▶ SHORT PROBLEM:
Please gather every line of the records below that contains the word "cathedral", copying each line in full. Case counts, so match only that exact capitalization.

-- Begin EXTRACTED MATERIAL --

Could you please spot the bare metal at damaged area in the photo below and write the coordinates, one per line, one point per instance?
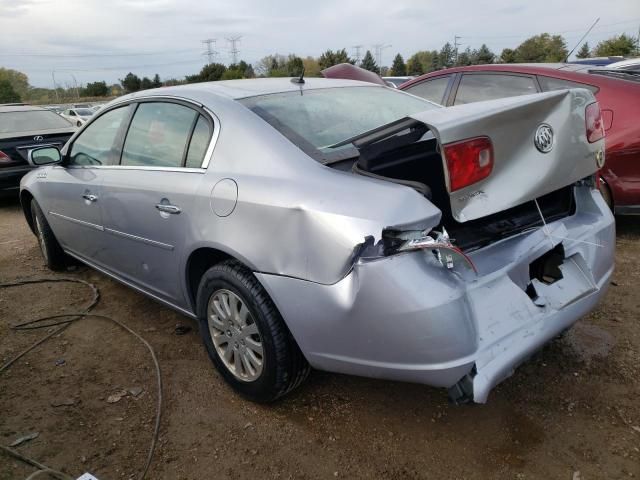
(299, 226)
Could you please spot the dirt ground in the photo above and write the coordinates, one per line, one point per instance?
(571, 412)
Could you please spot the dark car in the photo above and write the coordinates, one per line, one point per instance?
(22, 128)
(618, 93)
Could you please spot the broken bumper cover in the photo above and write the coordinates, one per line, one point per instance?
(407, 318)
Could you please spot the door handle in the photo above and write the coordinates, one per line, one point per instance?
(173, 209)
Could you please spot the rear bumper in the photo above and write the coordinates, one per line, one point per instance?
(407, 318)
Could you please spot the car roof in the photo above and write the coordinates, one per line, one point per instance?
(20, 108)
(237, 89)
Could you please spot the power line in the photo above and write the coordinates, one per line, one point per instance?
(379, 47)
(234, 48)
(211, 52)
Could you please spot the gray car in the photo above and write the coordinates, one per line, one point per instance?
(339, 225)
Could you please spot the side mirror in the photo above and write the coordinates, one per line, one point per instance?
(44, 156)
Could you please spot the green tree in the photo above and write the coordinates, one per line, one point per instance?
(8, 93)
(330, 58)
(618, 45)
(294, 66)
(398, 67)
(508, 56)
(131, 83)
(584, 51)
(447, 56)
(368, 63)
(96, 89)
(209, 73)
(541, 48)
(18, 80)
(483, 56)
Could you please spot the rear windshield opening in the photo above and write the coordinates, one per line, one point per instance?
(316, 120)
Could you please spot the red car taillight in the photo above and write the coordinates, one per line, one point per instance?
(595, 125)
(468, 161)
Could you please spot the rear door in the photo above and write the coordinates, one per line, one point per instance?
(147, 199)
(71, 193)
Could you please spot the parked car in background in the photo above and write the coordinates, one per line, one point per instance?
(78, 116)
(618, 93)
(395, 82)
(631, 64)
(339, 224)
(23, 128)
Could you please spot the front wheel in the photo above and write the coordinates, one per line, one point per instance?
(245, 336)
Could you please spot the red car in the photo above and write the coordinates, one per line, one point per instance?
(618, 94)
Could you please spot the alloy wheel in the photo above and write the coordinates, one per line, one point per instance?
(235, 335)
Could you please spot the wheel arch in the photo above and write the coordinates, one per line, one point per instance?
(26, 197)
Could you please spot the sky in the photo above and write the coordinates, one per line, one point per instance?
(79, 41)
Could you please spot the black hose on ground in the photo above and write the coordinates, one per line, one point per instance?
(45, 322)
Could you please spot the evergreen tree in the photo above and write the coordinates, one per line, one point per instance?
(368, 63)
(398, 68)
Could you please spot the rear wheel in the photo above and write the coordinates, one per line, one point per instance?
(245, 336)
(54, 256)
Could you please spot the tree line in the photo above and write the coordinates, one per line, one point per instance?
(14, 85)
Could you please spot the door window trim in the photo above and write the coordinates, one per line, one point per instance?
(212, 119)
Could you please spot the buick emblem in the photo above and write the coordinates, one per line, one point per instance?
(543, 139)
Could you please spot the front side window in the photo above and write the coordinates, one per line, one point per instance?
(432, 90)
(158, 135)
(315, 120)
(478, 87)
(199, 144)
(96, 145)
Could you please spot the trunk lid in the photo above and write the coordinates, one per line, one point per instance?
(521, 171)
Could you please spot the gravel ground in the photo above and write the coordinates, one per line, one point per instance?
(571, 412)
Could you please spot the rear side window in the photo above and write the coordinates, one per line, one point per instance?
(199, 144)
(550, 83)
(158, 135)
(479, 86)
(432, 90)
(96, 144)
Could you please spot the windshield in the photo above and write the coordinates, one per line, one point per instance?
(315, 120)
(30, 121)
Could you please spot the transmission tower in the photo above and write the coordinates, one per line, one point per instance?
(358, 48)
(211, 51)
(379, 47)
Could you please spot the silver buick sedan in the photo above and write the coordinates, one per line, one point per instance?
(339, 225)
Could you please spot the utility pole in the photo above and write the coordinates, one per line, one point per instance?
(55, 88)
(358, 48)
(211, 52)
(456, 44)
(379, 47)
(234, 48)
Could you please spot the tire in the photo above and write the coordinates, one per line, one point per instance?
(54, 256)
(283, 366)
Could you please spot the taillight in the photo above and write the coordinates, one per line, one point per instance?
(593, 120)
(468, 161)
(5, 159)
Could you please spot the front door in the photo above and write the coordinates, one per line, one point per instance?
(74, 188)
(147, 200)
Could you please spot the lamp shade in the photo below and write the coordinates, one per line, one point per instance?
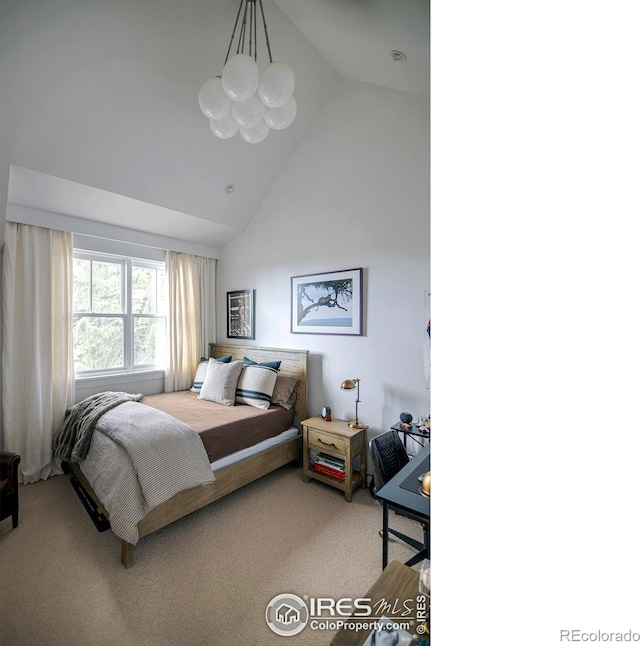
(276, 85)
(249, 113)
(240, 77)
(224, 128)
(213, 102)
(282, 117)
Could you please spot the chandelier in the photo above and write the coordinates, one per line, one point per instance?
(243, 98)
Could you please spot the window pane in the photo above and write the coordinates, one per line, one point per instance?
(148, 341)
(107, 287)
(143, 290)
(81, 283)
(98, 343)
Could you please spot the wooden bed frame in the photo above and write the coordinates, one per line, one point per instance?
(228, 479)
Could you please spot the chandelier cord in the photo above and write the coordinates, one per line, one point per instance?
(266, 33)
(232, 35)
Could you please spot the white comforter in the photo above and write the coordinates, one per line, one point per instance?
(140, 457)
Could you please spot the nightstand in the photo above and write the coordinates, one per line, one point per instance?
(329, 451)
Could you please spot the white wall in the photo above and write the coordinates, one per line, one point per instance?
(354, 194)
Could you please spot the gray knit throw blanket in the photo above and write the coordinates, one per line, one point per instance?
(71, 442)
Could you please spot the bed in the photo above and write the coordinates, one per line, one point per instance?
(232, 467)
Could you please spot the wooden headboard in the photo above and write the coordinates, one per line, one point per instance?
(293, 362)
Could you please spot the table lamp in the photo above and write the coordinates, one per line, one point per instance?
(351, 384)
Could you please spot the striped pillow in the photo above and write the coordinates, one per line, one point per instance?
(201, 371)
(255, 386)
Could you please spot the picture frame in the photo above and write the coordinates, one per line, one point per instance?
(327, 303)
(241, 314)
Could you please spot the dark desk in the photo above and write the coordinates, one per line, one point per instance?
(421, 437)
(402, 493)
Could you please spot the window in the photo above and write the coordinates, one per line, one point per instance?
(118, 313)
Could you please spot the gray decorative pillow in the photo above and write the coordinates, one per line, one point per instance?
(284, 392)
(255, 386)
(220, 382)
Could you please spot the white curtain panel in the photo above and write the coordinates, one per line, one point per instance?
(38, 380)
(191, 319)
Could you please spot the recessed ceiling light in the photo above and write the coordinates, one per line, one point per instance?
(398, 56)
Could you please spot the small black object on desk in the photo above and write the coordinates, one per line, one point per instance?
(414, 431)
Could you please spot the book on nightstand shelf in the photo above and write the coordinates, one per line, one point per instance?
(328, 471)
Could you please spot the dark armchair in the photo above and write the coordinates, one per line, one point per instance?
(9, 486)
(388, 456)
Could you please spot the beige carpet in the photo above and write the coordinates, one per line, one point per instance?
(206, 579)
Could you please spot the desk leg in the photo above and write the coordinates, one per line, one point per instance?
(385, 534)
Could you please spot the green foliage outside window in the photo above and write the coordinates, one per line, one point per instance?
(110, 330)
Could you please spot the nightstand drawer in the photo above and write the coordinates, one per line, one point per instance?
(325, 442)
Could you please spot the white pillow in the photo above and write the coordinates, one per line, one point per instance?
(220, 382)
(255, 386)
(201, 371)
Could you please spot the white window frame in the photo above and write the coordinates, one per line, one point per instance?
(128, 317)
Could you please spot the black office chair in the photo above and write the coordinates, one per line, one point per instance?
(388, 456)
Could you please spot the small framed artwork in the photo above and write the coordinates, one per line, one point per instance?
(240, 314)
(327, 303)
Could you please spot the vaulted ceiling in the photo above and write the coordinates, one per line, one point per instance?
(100, 113)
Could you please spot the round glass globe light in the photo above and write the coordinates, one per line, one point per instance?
(224, 128)
(240, 77)
(249, 113)
(281, 118)
(214, 103)
(255, 135)
(276, 85)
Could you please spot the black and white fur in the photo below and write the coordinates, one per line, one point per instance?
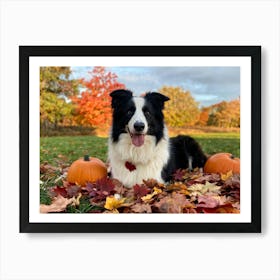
(139, 137)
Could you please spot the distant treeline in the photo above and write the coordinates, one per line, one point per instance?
(67, 102)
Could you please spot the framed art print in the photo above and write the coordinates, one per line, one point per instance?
(140, 138)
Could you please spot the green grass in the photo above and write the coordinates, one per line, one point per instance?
(55, 150)
(213, 143)
(63, 150)
(66, 149)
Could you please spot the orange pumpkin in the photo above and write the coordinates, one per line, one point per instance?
(87, 169)
(222, 163)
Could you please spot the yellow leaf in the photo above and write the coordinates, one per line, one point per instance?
(150, 196)
(226, 176)
(113, 203)
(198, 189)
(59, 204)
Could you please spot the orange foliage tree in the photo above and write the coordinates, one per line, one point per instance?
(225, 114)
(94, 104)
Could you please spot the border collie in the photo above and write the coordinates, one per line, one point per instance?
(139, 146)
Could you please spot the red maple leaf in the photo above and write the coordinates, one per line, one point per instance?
(140, 191)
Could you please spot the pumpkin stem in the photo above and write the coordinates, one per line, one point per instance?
(86, 158)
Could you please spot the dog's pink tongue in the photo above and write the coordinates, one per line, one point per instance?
(138, 139)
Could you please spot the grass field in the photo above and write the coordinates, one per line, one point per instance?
(63, 150)
(66, 149)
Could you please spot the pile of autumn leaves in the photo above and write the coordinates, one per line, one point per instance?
(188, 192)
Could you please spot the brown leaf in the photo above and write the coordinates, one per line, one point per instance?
(141, 208)
(172, 204)
(59, 204)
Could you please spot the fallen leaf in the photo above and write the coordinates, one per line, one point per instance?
(113, 203)
(226, 176)
(172, 204)
(140, 191)
(141, 208)
(179, 187)
(179, 174)
(59, 204)
(148, 197)
(198, 189)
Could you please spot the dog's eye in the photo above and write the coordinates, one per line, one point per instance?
(147, 113)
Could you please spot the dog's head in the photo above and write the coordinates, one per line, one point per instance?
(137, 116)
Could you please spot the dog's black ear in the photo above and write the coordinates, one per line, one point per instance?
(157, 98)
(119, 95)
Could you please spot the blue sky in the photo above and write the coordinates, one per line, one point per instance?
(208, 85)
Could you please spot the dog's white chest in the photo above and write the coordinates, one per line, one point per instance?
(131, 165)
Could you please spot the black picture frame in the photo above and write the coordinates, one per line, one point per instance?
(253, 52)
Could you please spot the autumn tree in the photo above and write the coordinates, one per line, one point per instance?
(225, 114)
(203, 116)
(94, 103)
(181, 109)
(55, 87)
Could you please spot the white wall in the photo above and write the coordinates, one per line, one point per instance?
(138, 256)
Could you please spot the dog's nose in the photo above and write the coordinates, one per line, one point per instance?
(139, 126)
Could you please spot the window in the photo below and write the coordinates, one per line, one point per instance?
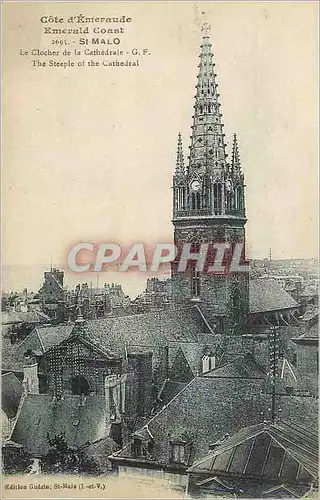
(195, 283)
(195, 201)
(208, 363)
(217, 198)
(294, 359)
(80, 385)
(178, 453)
(136, 448)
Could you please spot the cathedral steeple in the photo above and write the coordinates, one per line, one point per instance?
(180, 159)
(209, 206)
(207, 150)
(235, 165)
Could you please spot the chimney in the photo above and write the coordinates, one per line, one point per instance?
(30, 381)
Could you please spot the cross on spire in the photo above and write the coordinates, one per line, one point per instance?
(205, 26)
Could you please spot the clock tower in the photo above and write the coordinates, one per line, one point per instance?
(209, 208)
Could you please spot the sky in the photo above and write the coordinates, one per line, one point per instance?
(89, 153)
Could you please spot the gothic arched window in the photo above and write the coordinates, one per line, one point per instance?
(80, 385)
(217, 198)
(195, 282)
(236, 304)
(208, 362)
(238, 198)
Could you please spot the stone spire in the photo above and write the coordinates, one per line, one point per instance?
(180, 159)
(207, 150)
(235, 164)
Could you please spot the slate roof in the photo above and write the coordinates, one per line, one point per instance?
(12, 317)
(11, 389)
(279, 451)
(268, 295)
(38, 341)
(208, 408)
(152, 329)
(52, 335)
(40, 415)
(241, 367)
(99, 452)
(170, 389)
(310, 336)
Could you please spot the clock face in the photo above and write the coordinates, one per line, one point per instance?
(195, 185)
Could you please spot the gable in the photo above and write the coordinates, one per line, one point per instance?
(180, 370)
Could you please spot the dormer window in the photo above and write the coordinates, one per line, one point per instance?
(142, 444)
(180, 452)
(208, 363)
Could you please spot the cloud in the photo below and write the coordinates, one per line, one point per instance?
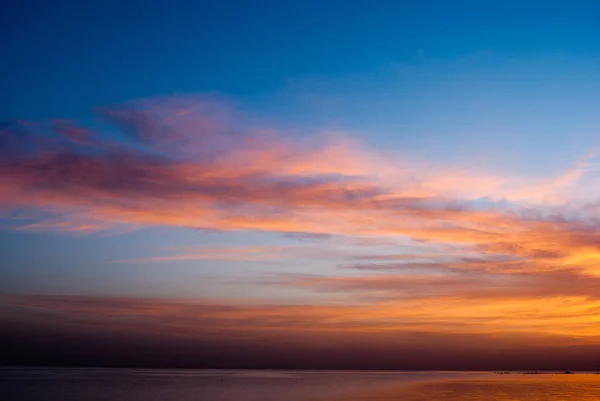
(423, 246)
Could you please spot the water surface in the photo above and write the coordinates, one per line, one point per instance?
(70, 384)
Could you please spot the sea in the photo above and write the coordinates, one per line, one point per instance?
(107, 384)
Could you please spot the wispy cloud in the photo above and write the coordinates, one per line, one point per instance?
(475, 251)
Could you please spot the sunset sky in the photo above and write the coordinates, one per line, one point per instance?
(362, 184)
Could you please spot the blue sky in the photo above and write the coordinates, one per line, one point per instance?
(422, 110)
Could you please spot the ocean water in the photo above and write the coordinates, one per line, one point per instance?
(87, 384)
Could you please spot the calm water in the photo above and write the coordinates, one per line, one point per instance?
(241, 385)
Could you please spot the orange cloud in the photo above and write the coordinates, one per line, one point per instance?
(525, 256)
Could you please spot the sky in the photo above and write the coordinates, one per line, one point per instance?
(335, 184)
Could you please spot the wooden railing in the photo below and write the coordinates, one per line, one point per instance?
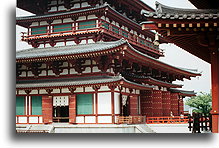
(27, 119)
(32, 131)
(130, 119)
(167, 120)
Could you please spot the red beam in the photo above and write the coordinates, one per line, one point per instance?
(215, 90)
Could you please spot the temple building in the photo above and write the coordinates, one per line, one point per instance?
(196, 31)
(91, 63)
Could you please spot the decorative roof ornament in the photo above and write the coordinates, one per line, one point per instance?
(156, 40)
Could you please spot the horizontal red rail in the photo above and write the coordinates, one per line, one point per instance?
(167, 120)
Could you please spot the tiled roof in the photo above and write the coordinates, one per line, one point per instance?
(75, 82)
(152, 79)
(86, 49)
(166, 12)
(59, 14)
(183, 92)
(67, 50)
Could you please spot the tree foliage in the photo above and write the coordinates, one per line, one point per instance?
(202, 103)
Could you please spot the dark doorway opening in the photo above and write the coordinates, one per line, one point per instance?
(60, 113)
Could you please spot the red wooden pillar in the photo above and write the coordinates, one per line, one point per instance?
(72, 109)
(47, 109)
(157, 103)
(146, 103)
(174, 103)
(215, 90)
(166, 103)
(133, 105)
(181, 105)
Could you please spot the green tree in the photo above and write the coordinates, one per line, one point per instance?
(202, 103)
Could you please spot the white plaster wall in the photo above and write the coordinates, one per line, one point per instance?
(34, 92)
(104, 103)
(104, 119)
(65, 90)
(95, 69)
(80, 119)
(22, 119)
(43, 23)
(89, 89)
(104, 88)
(90, 119)
(34, 24)
(116, 103)
(57, 21)
(43, 91)
(21, 92)
(33, 120)
(80, 89)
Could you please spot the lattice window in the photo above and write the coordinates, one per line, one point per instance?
(64, 27)
(87, 24)
(38, 30)
(20, 104)
(36, 105)
(84, 104)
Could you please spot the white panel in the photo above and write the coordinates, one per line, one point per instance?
(89, 89)
(80, 119)
(117, 103)
(87, 70)
(61, 8)
(43, 91)
(94, 100)
(57, 21)
(50, 73)
(77, 5)
(33, 119)
(23, 74)
(104, 103)
(30, 74)
(65, 90)
(67, 20)
(40, 119)
(43, 73)
(80, 89)
(104, 88)
(137, 91)
(34, 24)
(21, 92)
(65, 72)
(72, 71)
(95, 69)
(22, 119)
(53, 9)
(60, 101)
(43, 23)
(91, 41)
(82, 18)
(90, 119)
(83, 42)
(105, 119)
(34, 92)
(70, 43)
(92, 17)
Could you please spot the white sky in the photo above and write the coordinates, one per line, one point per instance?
(173, 54)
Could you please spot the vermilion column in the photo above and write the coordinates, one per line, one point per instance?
(47, 109)
(72, 108)
(146, 103)
(174, 103)
(166, 103)
(181, 106)
(215, 90)
(157, 103)
(133, 105)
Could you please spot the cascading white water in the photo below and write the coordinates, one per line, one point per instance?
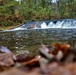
(65, 23)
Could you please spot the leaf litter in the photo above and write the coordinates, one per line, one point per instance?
(58, 59)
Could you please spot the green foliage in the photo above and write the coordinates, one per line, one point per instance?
(14, 13)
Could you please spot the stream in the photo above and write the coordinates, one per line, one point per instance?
(23, 39)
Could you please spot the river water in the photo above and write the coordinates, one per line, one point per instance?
(29, 39)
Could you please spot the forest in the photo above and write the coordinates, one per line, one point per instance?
(13, 13)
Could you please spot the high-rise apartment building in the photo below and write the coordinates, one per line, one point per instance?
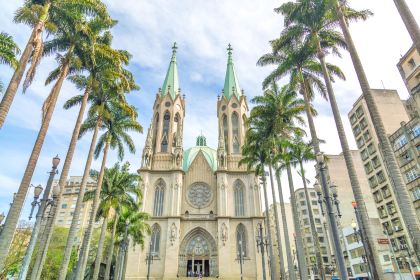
(307, 236)
(68, 202)
(392, 112)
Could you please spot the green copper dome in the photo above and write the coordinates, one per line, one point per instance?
(231, 86)
(171, 83)
(209, 154)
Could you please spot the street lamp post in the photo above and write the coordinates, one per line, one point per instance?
(149, 259)
(261, 242)
(43, 204)
(405, 247)
(360, 238)
(331, 215)
(240, 257)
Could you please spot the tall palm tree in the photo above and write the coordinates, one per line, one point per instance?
(254, 156)
(404, 201)
(106, 99)
(72, 32)
(8, 52)
(303, 152)
(42, 15)
(100, 62)
(409, 21)
(131, 226)
(313, 23)
(119, 189)
(280, 111)
(115, 136)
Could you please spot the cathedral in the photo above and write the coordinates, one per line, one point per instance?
(205, 209)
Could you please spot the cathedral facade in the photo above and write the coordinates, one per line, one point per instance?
(205, 208)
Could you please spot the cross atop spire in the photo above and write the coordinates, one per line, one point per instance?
(231, 86)
(174, 48)
(171, 83)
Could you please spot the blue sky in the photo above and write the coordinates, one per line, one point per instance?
(202, 30)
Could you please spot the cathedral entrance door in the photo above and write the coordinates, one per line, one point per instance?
(198, 255)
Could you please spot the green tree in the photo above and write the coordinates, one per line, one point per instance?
(8, 52)
(42, 15)
(104, 101)
(103, 65)
(279, 110)
(73, 31)
(255, 157)
(130, 226)
(119, 189)
(403, 198)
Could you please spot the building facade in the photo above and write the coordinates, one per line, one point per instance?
(374, 165)
(68, 203)
(406, 144)
(204, 208)
(307, 235)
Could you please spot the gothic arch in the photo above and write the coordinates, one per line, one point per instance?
(239, 198)
(159, 200)
(207, 250)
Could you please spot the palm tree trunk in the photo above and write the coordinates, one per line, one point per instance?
(76, 214)
(404, 202)
(14, 211)
(52, 216)
(322, 172)
(303, 267)
(101, 242)
(409, 21)
(314, 232)
(111, 248)
(84, 252)
(14, 83)
(276, 219)
(291, 269)
(268, 229)
(372, 252)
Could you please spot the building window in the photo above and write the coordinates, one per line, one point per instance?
(165, 133)
(400, 142)
(353, 119)
(373, 182)
(368, 168)
(159, 198)
(239, 199)
(416, 130)
(391, 208)
(225, 132)
(381, 177)
(416, 193)
(241, 240)
(359, 112)
(371, 149)
(411, 175)
(235, 133)
(386, 192)
(155, 239)
(365, 154)
(412, 63)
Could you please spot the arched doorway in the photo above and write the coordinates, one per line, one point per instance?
(198, 254)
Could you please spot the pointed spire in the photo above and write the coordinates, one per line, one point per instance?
(171, 83)
(231, 81)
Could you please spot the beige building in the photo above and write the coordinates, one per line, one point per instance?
(290, 227)
(205, 209)
(68, 202)
(307, 235)
(338, 175)
(406, 144)
(392, 111)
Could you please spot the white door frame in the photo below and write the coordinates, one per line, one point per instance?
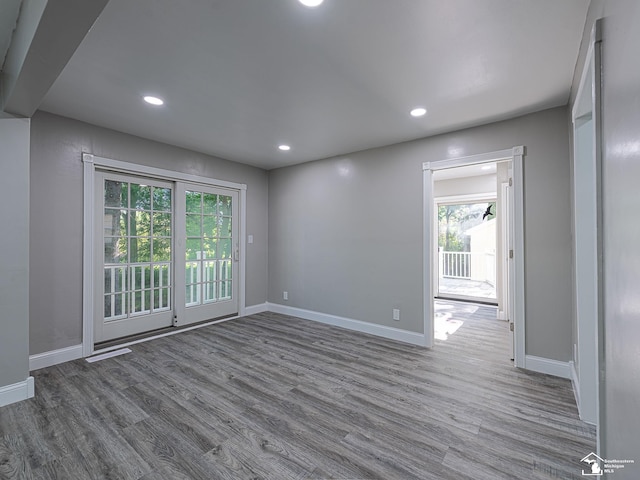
(516, 155)
(90, 163)
(587, 235)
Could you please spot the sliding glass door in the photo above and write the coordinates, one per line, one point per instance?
(208, 247)
(166, 254)
(135, 255)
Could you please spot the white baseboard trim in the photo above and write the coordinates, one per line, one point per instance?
(254, 309)
(54, 357)
(16, 392)
(548, 366)
(575, 383)
(351, 324)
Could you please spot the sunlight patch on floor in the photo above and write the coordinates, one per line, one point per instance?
(444, 324)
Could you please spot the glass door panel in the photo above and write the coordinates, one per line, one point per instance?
(210, 241)
(135, 255)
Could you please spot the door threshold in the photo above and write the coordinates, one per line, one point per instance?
(477, 301)
(159, 333)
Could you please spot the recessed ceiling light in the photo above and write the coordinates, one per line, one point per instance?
(153, 100)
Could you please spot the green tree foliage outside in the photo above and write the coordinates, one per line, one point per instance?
(455, 220)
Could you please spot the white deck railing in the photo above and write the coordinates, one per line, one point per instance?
(467, 265)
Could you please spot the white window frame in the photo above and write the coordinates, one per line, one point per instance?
(516, 155)
(90, 164)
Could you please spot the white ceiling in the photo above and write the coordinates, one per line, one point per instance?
(9, 11)
(240, 77)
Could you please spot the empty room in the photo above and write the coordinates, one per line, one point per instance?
(313, 239)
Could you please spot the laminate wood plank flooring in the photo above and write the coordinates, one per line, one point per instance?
(275, 397)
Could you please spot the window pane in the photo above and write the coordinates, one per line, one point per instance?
(210, 204)
(224, 203)
(224, 248)
(115, 250)
(140, 197)
(225, 269)
(225, 227)
(140, 277)
(194, 202)
(115, 222)
(210, 246)
(114, 279)
(140, 250)
(194, 249)
(193, 272)
(140, 224)
(162, 199)
(209, 271)
(161, 224)
(210, 225)
(161, 275)
(115, 194)
(194, 229)
(161, 250)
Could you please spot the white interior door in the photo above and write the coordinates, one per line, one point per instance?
(208, 249)
(134, 255)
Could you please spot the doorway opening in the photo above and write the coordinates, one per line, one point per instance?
(474, 241)
(467, 246)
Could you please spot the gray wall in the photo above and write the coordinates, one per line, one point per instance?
(345, 234)
(14, 251)
(56, 216)
(620, 430)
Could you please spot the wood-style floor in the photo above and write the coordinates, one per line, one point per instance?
(275, 397)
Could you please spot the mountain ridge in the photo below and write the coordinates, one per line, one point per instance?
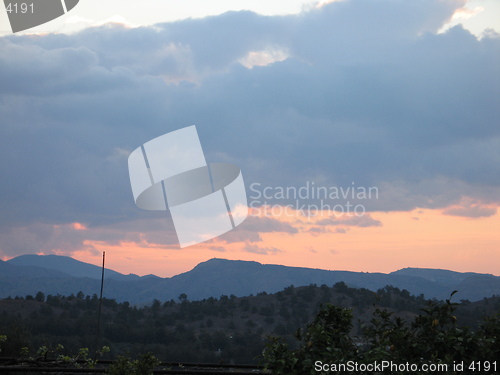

-- End EXTRACTED MATERIAL --

▶ EXERCISE OUTPUT:
Could you please spot the cathedral steeple in the photo above and write the coordinates, one per line, one point per instance?
Could you please spot the cathedral in the photo above and write the coordinates, one per line, one point per instance?
Could you please spot the cathedral facade in the photo above and write the coordinates, one per line, one point per instance?
Could you please spot the cathedral entrance door in the photo above and write the coordinates, one per line, one point per instance?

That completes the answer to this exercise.